TASK TO COMPLETE:
Can you copy these lines word for word?

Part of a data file
__________________________________________________
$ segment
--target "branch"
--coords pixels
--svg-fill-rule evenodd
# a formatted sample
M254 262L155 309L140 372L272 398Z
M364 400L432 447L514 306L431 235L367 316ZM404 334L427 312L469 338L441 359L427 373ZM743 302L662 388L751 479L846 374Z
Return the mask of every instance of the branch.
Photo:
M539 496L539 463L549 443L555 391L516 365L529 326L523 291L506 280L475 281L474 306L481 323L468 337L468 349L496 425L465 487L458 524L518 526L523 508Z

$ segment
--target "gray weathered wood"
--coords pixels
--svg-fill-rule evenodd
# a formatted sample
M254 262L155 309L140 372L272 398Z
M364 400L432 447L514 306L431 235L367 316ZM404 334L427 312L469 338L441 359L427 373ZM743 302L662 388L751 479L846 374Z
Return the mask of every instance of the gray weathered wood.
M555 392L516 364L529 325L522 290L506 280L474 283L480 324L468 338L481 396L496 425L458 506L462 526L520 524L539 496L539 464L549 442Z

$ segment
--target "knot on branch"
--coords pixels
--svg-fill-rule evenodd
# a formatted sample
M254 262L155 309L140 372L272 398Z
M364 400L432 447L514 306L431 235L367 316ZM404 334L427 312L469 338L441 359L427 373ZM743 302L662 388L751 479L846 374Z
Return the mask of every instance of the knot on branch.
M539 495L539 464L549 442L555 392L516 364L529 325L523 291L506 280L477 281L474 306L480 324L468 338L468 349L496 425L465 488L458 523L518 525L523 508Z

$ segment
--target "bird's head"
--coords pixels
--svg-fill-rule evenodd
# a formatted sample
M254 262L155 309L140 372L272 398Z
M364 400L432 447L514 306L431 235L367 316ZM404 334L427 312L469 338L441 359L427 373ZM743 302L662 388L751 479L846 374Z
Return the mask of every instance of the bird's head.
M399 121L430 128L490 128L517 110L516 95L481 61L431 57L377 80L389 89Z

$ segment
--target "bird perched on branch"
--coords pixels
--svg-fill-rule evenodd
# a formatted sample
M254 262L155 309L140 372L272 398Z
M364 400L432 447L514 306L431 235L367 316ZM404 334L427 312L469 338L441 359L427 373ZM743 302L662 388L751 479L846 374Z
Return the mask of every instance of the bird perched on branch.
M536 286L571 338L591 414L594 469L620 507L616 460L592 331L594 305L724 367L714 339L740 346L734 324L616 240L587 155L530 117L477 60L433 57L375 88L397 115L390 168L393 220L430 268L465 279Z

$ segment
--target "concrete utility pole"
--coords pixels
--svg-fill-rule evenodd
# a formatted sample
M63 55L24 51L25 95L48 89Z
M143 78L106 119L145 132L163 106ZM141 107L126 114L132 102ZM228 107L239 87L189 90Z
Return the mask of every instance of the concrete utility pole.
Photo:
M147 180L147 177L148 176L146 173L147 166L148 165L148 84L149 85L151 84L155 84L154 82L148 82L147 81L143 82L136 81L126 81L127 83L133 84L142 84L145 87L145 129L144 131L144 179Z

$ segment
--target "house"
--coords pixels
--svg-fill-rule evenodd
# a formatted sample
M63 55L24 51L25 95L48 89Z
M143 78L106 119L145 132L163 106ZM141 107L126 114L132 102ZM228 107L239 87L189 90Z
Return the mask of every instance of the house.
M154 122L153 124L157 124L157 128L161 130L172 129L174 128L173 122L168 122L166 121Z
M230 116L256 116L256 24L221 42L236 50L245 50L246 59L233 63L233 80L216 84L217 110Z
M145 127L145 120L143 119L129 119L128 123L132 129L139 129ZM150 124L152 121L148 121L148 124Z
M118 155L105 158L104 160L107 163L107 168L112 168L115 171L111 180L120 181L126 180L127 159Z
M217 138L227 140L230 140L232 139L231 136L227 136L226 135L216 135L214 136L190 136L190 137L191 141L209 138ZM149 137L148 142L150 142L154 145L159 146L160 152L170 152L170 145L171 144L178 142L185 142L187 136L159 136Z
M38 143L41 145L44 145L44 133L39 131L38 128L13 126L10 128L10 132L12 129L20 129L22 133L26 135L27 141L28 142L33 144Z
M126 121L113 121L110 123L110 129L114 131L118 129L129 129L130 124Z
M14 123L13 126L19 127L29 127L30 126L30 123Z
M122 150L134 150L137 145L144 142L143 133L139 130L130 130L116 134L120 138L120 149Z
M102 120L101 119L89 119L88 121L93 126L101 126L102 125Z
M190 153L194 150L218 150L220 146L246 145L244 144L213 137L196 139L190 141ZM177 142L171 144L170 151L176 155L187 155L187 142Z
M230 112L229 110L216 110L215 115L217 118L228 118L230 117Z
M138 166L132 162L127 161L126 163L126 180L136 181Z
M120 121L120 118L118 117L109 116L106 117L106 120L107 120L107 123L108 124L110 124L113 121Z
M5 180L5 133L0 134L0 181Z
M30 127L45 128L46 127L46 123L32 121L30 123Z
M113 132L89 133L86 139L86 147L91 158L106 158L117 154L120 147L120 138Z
__________________________________________________
RESULT:
$ segment
--target "branch"
--coords pixels
--svg-fill-rule evenodd
# a formatted sample
M254 262L155 309L140 372L272 398Z
M364 400L432 447L514 306L431 235L367 316ZM404 334L427 312L469 338L441 359L427 373ZM743 302L662 388L751 479L846 374Z
Return the mask of every instance of the branch.
Photo:
M539 496L539 463L549 443L555 391L516 365L529 326L523 291L506 280L475 281L474 306L481 323L468 337L468 349L496 425L465 487L458 524L518 526L523 508Z

$ segment
--target "gray weathered wood"
--coords pixels
--svg-fill-rule evenodd
# a formatted sample
M254 262L155 309L140 372L272 398Z
M364 400L432 447L514 306L431 235L367 316ZM404 334L427 312L469 338L441 359L427 373ZM743 302L662 388L751 479L846 374Z
Return the mask of every instance of the gray weathered wood.
M555 392L516 364L529 325L522 290L506 280L474 283L480 324L468 338L481 396L496 425L458 506L462 526L520 524L539 496L539 464L549 442Z

$ segment
--target "knot on branch"
--coords pixels
--svg-fill-rule evenodd
# a formatted sample
M254 262L155 309L140 372L272 398Z
M364 400L432 447L514 306L431 235L367 316ZM404 334L427 312L469 338L441 359L427 373ZM743 302L662 388L751 479L846 374Z
Return the mask of every instance of the knot on branch.
M539 495L539 464L549 442L555 392L516 364L529 325L523 291L506 280L477 281L474 306L480 324L468 338L468 349L496 425L465 488L458 523L518 525L523 508Z

$ segment
--target "bird's head"
--coords pixels
--svg-fill-rule evenodd
# a formatted sample
M254 262L155 309L140 372L272 398Z
M364 400L432 447L514 306L431 235L367 316ZM404 334L427 312L469 338L441 359L427 373ZM743 302L662 388L751 479L846 374Z
Return the mask of every instance of the bird's head.
M399 121L430 128L490 128L517 110L516 95L481 61L431 57L377 80L389 89Z

$ segment
--target "bird perched on branch"
--coords pixels
--svg-fill-rule evenodd
# a formatted sample
M254 262L155 309L140 372L272 398Z
M364 400L432 447L514 306L431 235L367 316ZM404 334L427 312L469 338L441 359L427 373ZM743 302L662 388L751 479L846 374Z
Return the mask of every instance of the bird perched on branch.
M536 286L571 338L591 414L594 469L620 507L616 460L592 331L594 305L724 367L714 339L740 346L734 324L616 240L587 155L530 117L477 60L433 57L375 88L397 115L390 168L393 220L430 268L465 279Z

$ segment
--target "concrete utility pole"
--coords pixels
--svg-fill-rule evenodd
# a formatted sample
M63 55L24 51L25 95L48 89Z
M143 78L106 119L145 132L163 106ZM141 107L126 114L132 102ZM228 107L239 87L189 90Z
Return the mask of every instance of the concrete utility pole.
Photo:
M147 180L147 177L148 176L146 173L147 166L148 165L148 84L149 85L151 84L155 84L154 82L148 82L147 81L143 82L136 81L126 81L127 83L133 84L142 84L145 87L145 129L144 131L144 179Z

$ segment
--target "house"
--coords pixels
--svg-fill-rule evenodd
# a formatted sample
M63 55L24 51L25 95L48 89Z
M143 78L106 119L145 132L163 106ZM141 107L126 114L132 102ZM228 107L239 87L189 90Z
Return the mask of every instance of the house.
M154 122L153 124L157 124L157 128L161 130L172 129L174 128L173 122L168 122L166 121Z
M230 116L256 116L256 24L221 42L236 50L245 50L246 59L233 63L233 80L216 84L217 110Z
M145 127L145 120L143 119L129 119L128 123L132 129L139 129ZM150 124L152 121L148 121L148 124Z
M118 155L105 158L104 160L107 163L107 168L112 168L115 171L111 180L120 181L126 180L127 159Z
M217 138L227 140L230 140L232 139L231 136L227 136L226 135L216 135L214 136L190 136L190 137L191 141L209 138ZM149 137L148 142L150 142L154 145L159 146L160 152L170 152L170 145L171 144L178 142L185 142L187 136L159 136Z
M38 143L41 145L44 145L44 133L39 131L38 128L13 126L10 128L10 132L12 129L20 129L22 133L26 135L27 141L28 142L33 144Z
M126 121L113 121L110 123L110 129L114 131L118 129L129 129L130 124Z
M14 123L13 126L19 127L29 127L30 126L30 123Z
M122 150L134 150L137 145L144 142L143 133L139 130L130 130L116 134L120 138L120 149Z
M102 120L101 119L89 119L88 121L93 126L101 126L102 125Z
M190 153L194 150L218 150L220 146L246 145L244 144L213 137L196 139L190 141ZM177 142L171 144L170 151L176 155L187 155L187 142Z
M230 112L229 110L216 110L215 115L217 118L228 118L230 117Z
M138 166L132 162L127 161L126 163L126 180L136 181Z
M120 121L120 118L118 117L109 116L106 117L106 120L107 120L107 123L108 124L110 124L113 121Z
M5 180L5 133L0 134L0 181Z
M30 127L45 128L46 127L46 123L32 121L30 123Z
M113 132L89 133L86 139L86 147L91 158L106 158L117 154L120 147L120 138Z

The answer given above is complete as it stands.